**What you are asked to do**
Select, from the data, each line where "below" occurs.

::: Data for this exercise

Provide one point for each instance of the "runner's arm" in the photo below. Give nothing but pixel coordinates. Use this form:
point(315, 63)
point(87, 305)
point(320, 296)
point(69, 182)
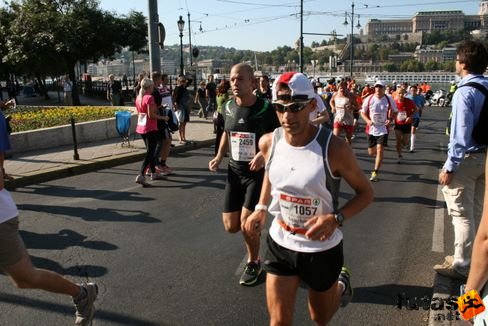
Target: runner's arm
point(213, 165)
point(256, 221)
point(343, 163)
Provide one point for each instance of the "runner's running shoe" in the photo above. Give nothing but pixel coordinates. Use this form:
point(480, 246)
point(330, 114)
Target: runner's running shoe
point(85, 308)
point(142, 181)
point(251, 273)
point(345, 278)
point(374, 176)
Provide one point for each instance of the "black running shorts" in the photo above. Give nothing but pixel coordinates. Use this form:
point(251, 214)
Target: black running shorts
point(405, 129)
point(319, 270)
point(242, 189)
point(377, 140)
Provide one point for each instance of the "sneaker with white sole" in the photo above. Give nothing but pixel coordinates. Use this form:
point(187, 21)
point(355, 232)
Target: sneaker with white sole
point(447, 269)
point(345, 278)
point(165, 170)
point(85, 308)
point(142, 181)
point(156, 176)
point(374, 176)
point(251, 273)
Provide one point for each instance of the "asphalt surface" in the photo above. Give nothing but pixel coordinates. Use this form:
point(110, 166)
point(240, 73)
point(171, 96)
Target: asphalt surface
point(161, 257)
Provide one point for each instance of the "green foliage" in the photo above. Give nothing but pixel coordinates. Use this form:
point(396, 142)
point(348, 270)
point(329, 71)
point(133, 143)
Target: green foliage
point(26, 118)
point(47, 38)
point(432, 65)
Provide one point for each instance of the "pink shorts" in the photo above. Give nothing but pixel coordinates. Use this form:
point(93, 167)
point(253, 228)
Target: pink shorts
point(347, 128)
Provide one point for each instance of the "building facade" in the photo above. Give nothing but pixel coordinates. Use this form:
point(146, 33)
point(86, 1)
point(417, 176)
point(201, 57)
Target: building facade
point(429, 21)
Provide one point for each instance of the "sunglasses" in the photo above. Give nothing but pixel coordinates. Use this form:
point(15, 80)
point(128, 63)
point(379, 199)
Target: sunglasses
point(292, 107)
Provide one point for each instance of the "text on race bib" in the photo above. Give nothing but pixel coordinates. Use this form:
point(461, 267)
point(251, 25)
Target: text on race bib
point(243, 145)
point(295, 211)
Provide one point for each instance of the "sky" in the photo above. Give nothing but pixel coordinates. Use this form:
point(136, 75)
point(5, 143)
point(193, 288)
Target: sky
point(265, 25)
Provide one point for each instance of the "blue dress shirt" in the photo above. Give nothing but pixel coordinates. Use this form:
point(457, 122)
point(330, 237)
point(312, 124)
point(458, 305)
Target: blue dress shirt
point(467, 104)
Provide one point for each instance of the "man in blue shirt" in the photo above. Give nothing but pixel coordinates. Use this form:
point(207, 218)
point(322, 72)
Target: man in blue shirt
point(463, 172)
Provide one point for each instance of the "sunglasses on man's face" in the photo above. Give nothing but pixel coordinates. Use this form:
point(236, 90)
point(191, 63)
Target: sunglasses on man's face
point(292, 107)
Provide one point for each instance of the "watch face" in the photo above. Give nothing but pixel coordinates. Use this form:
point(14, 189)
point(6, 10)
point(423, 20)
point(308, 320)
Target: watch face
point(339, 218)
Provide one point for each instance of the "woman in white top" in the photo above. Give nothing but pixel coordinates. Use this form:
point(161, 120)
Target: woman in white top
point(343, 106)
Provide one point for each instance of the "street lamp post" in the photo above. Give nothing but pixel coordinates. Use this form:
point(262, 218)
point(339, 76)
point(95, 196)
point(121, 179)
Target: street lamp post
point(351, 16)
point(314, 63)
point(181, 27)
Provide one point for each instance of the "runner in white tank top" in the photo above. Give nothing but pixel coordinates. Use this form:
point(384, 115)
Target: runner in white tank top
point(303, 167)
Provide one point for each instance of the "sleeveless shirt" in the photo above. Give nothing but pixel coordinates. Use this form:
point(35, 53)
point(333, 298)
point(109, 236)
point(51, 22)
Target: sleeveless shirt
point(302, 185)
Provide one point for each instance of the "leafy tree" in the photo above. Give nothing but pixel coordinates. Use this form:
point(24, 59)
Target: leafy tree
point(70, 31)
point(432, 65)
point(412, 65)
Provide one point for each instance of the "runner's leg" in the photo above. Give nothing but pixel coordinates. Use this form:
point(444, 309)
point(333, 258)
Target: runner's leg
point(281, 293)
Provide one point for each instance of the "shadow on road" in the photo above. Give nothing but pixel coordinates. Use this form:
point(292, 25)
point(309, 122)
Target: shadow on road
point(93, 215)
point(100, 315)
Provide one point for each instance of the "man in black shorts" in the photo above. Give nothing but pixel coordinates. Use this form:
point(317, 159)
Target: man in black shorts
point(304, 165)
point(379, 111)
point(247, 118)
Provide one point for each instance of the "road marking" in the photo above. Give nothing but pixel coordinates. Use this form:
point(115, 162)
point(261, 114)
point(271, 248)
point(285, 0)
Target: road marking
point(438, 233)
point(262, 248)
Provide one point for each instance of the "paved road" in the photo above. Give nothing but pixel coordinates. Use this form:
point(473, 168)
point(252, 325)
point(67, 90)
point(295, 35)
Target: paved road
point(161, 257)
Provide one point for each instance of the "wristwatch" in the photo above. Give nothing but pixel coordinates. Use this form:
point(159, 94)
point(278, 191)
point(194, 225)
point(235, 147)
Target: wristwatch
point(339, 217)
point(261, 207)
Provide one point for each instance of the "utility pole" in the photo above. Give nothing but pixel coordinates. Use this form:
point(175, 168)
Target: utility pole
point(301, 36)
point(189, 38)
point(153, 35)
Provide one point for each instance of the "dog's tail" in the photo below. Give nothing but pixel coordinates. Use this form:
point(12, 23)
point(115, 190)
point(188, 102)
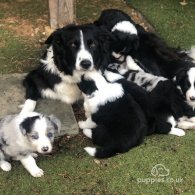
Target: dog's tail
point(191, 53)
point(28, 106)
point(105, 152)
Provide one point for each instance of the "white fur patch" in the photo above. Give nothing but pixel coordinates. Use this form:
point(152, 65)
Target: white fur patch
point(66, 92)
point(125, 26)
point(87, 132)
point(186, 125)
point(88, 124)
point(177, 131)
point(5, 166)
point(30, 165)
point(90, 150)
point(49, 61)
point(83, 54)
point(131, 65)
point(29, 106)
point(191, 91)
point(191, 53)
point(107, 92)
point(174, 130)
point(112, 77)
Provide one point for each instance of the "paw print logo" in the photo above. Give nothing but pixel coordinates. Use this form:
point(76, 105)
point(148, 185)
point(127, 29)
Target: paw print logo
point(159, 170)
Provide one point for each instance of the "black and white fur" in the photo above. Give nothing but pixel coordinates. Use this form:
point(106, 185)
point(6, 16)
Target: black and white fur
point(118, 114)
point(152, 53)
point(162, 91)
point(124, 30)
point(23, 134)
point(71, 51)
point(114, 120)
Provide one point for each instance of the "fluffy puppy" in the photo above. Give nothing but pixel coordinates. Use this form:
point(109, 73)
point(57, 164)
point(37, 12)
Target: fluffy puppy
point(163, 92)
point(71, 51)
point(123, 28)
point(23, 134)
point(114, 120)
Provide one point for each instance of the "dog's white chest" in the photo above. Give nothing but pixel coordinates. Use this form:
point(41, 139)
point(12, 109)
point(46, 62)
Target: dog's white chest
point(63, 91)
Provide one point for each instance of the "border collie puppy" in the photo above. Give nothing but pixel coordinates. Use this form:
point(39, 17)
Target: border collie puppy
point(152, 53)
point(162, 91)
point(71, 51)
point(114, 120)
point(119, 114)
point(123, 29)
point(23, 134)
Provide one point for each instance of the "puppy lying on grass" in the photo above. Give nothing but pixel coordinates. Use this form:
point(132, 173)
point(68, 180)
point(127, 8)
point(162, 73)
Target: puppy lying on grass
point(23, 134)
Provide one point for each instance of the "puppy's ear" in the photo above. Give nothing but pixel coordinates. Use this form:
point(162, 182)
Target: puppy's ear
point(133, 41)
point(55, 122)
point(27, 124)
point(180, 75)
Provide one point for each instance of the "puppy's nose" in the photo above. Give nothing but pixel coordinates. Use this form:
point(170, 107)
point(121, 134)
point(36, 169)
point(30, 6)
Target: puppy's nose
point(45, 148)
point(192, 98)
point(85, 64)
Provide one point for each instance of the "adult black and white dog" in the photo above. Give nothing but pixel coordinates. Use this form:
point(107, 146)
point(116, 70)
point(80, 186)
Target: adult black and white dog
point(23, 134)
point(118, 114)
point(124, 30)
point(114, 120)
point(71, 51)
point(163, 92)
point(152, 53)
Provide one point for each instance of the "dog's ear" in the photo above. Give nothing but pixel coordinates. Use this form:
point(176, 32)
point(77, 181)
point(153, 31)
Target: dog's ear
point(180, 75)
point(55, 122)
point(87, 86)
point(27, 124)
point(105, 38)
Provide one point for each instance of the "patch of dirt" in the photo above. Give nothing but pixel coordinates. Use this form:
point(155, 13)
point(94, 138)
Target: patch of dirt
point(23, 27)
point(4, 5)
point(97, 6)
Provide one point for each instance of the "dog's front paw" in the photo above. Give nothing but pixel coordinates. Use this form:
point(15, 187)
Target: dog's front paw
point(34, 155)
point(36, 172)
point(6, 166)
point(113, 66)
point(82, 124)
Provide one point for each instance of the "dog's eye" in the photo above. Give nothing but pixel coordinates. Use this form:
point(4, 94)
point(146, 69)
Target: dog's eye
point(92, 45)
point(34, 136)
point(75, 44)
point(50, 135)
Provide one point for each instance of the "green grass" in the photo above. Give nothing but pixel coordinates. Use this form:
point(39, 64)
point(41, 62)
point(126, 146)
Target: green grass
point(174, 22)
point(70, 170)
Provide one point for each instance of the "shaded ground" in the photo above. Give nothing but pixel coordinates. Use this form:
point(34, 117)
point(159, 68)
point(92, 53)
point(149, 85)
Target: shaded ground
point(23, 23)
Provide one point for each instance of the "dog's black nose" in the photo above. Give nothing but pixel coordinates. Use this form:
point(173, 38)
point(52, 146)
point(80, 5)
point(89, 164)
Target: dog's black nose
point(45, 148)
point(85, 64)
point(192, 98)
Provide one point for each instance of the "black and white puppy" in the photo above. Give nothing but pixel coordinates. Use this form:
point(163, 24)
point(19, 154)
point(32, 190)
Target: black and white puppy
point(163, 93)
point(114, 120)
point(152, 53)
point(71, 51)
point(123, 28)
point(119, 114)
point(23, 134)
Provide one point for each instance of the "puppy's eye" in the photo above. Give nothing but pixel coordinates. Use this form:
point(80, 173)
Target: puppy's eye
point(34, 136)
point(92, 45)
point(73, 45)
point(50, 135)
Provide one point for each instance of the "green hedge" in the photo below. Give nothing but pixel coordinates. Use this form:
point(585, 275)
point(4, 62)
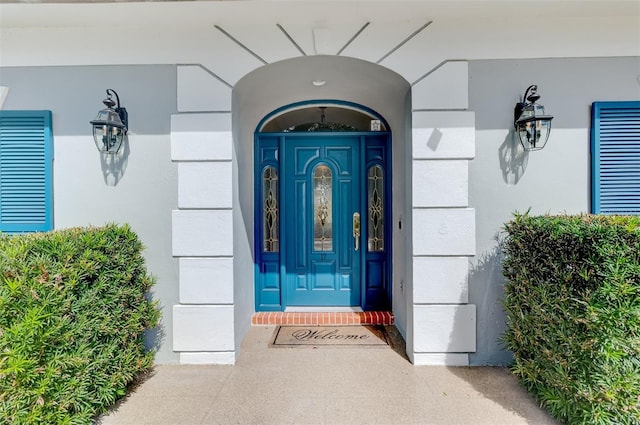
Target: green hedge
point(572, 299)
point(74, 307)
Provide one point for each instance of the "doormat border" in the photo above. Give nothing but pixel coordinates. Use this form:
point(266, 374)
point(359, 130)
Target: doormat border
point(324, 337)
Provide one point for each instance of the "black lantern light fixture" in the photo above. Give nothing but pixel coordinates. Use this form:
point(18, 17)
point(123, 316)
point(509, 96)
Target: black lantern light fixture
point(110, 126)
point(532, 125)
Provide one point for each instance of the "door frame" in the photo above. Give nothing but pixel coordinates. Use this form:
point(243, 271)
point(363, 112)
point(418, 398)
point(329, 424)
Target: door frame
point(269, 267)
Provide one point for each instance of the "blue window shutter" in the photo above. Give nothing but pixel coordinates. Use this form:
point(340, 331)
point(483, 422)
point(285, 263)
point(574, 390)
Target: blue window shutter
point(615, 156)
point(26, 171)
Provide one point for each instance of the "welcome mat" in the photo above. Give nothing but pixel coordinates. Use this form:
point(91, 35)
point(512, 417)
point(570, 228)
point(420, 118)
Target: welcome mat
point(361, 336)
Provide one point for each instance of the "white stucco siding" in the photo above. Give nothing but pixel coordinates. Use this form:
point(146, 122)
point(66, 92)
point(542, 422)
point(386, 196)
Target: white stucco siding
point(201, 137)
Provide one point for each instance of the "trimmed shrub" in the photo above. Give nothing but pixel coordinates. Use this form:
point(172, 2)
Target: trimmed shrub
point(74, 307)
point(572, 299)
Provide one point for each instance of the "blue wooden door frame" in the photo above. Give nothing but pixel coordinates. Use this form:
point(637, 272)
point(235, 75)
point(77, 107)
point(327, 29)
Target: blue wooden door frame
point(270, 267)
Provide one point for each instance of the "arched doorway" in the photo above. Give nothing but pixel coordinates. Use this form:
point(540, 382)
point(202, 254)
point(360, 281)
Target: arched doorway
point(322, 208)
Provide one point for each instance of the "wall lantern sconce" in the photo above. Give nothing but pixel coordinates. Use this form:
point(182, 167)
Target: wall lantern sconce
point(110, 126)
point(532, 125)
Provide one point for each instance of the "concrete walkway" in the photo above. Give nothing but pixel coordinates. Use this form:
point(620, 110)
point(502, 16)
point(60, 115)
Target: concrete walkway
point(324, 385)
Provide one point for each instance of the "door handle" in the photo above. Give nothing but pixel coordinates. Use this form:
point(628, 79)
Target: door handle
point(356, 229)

::::::

**Expected answer**
Provide one point for each instance of the "runner's arm" in the photo below. Give nothing but pixel coordinates. Use this form:
Provide one point for each instance of the "dog's tail" in the photo below. Give nothing but pixel coordinates. Use this form:
Provide one point for each instance of the "green hedge" in the photo below. Give nothing but pixel coordinates. Use this form:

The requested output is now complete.